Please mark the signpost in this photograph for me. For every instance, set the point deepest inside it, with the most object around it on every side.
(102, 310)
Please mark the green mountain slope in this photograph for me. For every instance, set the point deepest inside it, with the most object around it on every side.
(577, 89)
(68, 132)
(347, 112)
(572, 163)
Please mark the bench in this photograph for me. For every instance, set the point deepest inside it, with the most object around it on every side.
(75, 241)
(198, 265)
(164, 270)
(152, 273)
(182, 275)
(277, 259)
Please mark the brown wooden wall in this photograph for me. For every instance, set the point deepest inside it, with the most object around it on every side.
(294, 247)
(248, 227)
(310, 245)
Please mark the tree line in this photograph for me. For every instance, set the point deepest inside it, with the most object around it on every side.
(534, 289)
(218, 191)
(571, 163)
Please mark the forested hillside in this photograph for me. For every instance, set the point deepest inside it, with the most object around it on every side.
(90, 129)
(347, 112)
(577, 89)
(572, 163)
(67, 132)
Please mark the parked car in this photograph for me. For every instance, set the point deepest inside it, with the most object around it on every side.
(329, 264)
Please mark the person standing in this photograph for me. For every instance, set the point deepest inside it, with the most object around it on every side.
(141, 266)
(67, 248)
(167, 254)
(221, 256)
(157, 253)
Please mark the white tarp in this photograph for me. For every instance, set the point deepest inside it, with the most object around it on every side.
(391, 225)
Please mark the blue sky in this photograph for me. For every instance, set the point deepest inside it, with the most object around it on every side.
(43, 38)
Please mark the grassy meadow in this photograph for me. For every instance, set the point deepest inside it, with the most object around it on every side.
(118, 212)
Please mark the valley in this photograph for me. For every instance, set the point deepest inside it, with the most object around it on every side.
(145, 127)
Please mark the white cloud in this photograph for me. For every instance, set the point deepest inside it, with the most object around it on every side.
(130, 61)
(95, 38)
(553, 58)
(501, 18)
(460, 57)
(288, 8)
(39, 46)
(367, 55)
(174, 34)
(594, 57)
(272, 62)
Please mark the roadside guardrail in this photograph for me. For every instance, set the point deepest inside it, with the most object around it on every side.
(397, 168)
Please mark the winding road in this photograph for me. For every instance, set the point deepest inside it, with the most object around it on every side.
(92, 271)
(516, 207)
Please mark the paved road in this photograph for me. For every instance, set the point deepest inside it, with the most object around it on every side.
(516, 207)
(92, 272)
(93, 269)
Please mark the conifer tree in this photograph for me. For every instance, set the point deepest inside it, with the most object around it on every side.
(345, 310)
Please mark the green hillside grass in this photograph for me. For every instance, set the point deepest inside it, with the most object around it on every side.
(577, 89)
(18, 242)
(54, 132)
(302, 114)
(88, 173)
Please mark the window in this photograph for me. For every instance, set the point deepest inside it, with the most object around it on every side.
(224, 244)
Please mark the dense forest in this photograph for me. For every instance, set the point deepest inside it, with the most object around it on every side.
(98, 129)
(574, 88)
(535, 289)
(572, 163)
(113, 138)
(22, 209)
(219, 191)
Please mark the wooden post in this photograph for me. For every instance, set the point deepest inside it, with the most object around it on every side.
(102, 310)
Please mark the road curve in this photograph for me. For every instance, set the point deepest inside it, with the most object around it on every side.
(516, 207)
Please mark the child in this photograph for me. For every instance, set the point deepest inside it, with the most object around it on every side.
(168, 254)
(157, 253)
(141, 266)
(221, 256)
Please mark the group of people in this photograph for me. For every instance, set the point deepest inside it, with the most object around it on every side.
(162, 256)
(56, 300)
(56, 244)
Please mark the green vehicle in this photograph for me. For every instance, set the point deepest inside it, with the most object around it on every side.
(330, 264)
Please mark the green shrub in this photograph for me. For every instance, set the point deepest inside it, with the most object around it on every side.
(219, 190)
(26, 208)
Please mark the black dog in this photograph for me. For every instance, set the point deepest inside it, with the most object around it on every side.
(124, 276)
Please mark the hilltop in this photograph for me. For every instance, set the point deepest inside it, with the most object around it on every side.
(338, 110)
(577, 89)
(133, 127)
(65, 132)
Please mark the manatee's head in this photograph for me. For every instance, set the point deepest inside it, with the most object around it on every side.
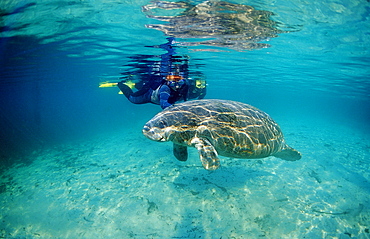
(158, 129)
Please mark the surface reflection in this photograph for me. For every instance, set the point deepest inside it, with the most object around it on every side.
(216, 23)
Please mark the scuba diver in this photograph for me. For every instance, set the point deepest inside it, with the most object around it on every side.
(168, 82)
(173, 89)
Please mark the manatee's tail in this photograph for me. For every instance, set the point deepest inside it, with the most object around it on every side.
(289, 154)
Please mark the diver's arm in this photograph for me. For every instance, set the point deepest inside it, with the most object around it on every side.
(164, 95)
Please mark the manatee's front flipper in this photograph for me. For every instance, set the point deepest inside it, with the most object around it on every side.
(180, 152)
(288, 154)
(207, 153)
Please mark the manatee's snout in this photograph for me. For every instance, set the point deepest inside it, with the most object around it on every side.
(153, 133)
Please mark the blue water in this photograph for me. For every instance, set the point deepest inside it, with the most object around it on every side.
(75, 164)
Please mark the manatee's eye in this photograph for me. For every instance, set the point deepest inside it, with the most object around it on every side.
(162, 124)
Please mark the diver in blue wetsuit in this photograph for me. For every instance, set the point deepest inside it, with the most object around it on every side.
(173, 89)
(167, 86)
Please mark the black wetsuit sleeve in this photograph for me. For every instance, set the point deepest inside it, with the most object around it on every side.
(164, 95)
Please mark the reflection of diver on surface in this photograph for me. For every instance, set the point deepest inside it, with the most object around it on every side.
(167, 82)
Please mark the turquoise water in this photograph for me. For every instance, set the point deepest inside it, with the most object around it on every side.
(74, 163)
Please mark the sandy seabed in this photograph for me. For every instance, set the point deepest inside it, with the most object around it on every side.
(126, 186)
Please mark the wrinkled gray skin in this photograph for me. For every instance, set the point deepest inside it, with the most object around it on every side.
(219, 127)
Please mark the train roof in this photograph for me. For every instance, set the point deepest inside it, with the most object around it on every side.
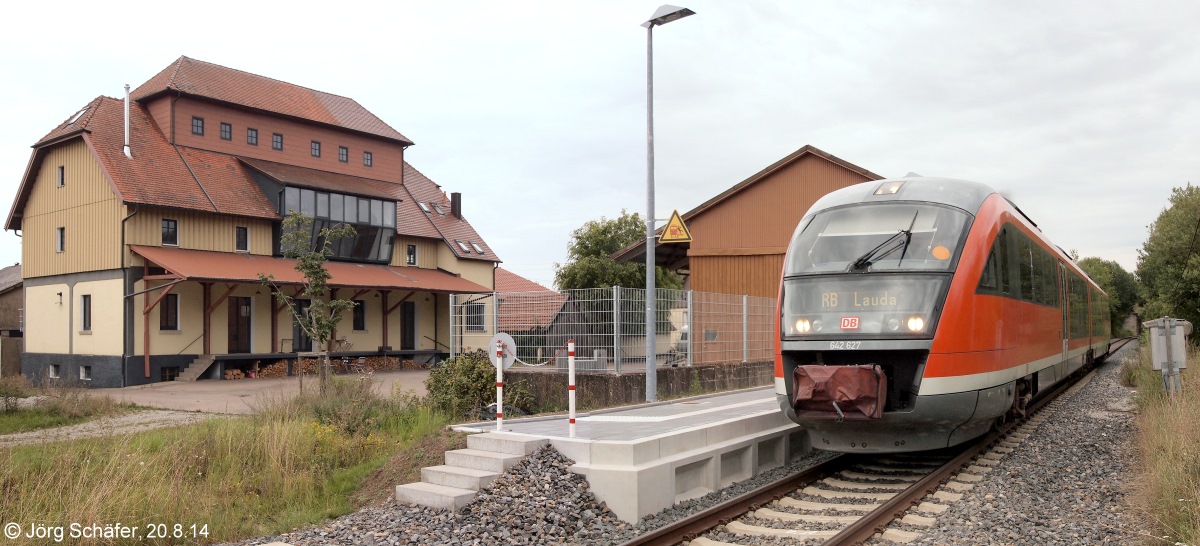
(960, 193)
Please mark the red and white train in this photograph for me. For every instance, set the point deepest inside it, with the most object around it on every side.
(917, 312)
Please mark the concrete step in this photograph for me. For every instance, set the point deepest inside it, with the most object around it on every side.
(480, 460)
(435, 496)
(459, 477)
(505, 443)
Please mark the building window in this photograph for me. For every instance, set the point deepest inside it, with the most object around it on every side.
(474, 317)
(85, 310)
(168, 312)
(169, 232)
(360, 315)
(241, 239)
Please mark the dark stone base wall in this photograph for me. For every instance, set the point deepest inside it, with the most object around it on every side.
(603, 390)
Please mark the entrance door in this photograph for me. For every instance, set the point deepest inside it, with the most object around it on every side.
(408, 325)
(239, 324)
(300, 341)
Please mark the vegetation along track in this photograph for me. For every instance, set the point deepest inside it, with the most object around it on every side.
(851, 498)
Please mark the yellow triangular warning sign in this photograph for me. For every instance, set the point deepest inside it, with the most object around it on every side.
(676, 231)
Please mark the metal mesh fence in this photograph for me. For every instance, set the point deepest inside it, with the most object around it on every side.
(609, 327)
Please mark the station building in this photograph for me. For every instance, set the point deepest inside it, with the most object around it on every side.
(147, 222)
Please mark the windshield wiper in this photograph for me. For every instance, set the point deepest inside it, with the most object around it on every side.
(873, 255)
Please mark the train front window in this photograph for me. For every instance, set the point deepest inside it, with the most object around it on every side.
(879, 238)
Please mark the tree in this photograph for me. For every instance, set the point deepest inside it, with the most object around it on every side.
(589, 263)
(1169, 261)
(1120, 285)
(319, 318)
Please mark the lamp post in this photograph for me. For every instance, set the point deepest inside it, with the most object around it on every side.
(664, 15)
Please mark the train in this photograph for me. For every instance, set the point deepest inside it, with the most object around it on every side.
(917, 313)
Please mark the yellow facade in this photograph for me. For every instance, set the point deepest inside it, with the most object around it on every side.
(84, 205)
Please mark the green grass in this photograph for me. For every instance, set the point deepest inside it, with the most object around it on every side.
(295, 462)
(1169, 442)
(24, 420)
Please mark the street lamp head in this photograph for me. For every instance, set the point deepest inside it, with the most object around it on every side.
(666, 13)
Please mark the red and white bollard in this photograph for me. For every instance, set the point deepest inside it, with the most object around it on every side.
(570, 384)
(499, 385)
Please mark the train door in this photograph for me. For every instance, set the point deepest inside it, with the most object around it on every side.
(1065, 305)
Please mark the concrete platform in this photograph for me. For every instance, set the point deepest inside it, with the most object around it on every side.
(643, 459)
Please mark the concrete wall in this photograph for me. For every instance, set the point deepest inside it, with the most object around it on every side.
(604, 390)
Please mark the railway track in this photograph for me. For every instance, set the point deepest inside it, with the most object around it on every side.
(853, 498)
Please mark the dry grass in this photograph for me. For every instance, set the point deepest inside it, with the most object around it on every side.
(295, 462)
(1169, 442)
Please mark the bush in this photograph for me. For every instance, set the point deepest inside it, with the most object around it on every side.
(466, 383)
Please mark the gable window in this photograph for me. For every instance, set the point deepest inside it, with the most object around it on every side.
(474, 317)
(169, 232)
(85, 312)
(360, 315)
(168, 313)
(241, 239)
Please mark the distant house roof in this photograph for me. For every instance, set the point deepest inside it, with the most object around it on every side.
(10, 279)
(450, 228)
(667, 255)
(219, 83)
(525, 305)
(181, 178)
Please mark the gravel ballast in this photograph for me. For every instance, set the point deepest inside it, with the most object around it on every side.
(1065, 485)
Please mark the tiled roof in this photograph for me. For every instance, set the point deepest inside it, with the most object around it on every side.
(219, 83)
(450, 228)
(325, 180)
(10, 277)
(159, 173)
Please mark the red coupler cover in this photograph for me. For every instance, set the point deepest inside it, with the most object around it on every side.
(859, 391)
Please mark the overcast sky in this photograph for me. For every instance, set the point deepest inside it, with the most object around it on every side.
(1085, 113)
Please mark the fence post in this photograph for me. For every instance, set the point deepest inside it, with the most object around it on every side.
(453, 298)
(616, 329)
(691, 329)
(745, 328)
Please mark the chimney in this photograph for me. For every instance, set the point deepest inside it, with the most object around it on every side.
(126, 149)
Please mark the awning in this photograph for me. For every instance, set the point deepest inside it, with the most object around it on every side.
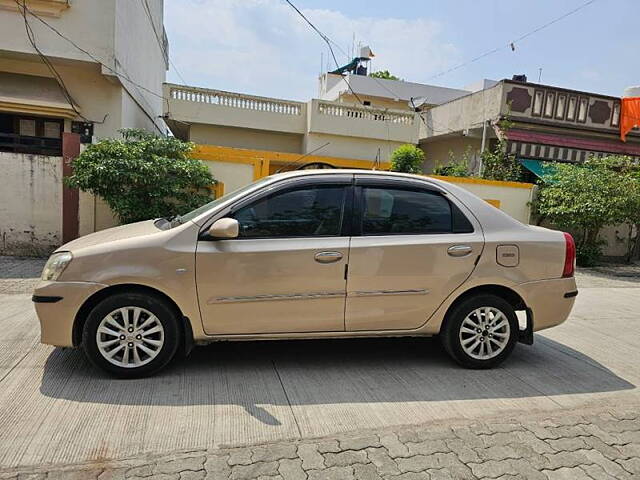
(33, 95)
(539, 168)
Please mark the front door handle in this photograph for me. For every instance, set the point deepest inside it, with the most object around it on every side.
(328, 257)
(459, 250)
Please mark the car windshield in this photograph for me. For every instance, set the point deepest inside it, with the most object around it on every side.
(218, 201)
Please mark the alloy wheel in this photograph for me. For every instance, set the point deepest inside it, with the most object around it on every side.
(130, 337)
(484, 333)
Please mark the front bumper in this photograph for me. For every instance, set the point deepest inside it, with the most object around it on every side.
(549, 301)
(57, 304)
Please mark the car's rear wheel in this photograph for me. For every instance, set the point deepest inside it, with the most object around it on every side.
(131, 335)
(481, 331)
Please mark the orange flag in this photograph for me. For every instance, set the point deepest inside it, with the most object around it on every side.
(629, 115)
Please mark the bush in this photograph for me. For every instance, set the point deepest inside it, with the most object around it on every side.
(585, 198)
(407, 158)
(497, 164)
(142, 176)
(587, 255)
(456, 167)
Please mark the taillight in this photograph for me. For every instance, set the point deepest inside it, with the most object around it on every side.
(569, 256)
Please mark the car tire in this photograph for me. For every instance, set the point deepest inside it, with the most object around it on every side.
(481, 331)
(131, 335)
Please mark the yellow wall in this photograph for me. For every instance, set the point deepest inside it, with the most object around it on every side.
(245, 138)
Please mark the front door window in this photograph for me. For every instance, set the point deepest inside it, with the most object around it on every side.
(312, 211)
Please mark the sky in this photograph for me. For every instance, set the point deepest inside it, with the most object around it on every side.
(262, 47)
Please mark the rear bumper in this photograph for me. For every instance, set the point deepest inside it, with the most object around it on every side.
(57, 304)
(550, 301)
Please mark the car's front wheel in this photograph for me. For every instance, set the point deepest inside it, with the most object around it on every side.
(481, 331)
(131, 335)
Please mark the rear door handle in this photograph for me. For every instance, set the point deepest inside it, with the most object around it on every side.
(459, 250)
(328, 257)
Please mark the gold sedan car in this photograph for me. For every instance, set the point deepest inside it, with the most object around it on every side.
(310, 254)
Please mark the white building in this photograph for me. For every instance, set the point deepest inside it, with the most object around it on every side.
(85, 66)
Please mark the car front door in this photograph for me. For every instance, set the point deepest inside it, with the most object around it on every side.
(412, 247)
(285, 273)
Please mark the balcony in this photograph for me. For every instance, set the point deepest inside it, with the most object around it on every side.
(217, 107)
(188, 105)
(364, 122)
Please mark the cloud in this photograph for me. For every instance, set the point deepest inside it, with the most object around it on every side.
(263, 47)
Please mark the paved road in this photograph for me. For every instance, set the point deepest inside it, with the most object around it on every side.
(56, 409)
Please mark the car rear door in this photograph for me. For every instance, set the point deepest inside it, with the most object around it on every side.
(413, 245)
(285, 273)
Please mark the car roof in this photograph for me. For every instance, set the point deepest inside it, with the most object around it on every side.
(342, 171)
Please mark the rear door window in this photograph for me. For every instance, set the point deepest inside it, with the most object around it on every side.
(396, 211)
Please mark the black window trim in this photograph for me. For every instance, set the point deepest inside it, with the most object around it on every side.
(345, 181)
(411, 186)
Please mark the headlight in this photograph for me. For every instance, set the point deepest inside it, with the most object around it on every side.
(56, 265)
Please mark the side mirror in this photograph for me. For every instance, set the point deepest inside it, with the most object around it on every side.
(225, 228)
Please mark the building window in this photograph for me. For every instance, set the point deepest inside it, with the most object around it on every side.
(560, 106)
(548, 106)
(571, 108)
(538, 100)
(582, 109)
(27, 127)
(615, 115)
(26, 134)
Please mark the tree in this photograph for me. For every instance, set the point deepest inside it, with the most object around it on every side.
(456, 167)
(384, 74)
(585, 198)
(497, 163)
(142, 176)
(407, 158)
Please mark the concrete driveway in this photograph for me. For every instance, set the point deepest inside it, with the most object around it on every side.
(55, 408)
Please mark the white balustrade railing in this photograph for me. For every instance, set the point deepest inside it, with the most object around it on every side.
(380, 115)
(235, 100)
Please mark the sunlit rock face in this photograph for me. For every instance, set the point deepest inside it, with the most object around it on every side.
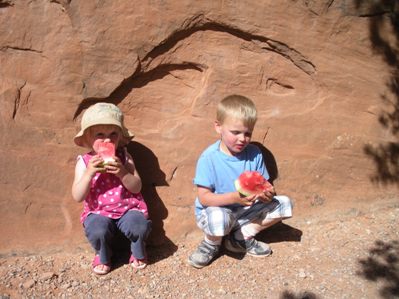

» Stated task
Extract exactly the lines from the one containing "Please mark the concrete driveway" through the last line of the records above, both included, and leave out the pictures.

» Output of the exercise
Please mark the concrete driveway in this photograph for me. For every instance, set the point deepest inside it, with the most object around it on every side.
(55, 408)
Please mark the white balustrade railing in this photograph for me. For every instance, set the point deepest inside it, with the most object around it on every side.
(380, 115)
(235, 100)
Please mark the sunlit rock face in this photograph for me. For every instance, set the point deepest inside it, with the most object around it on every side.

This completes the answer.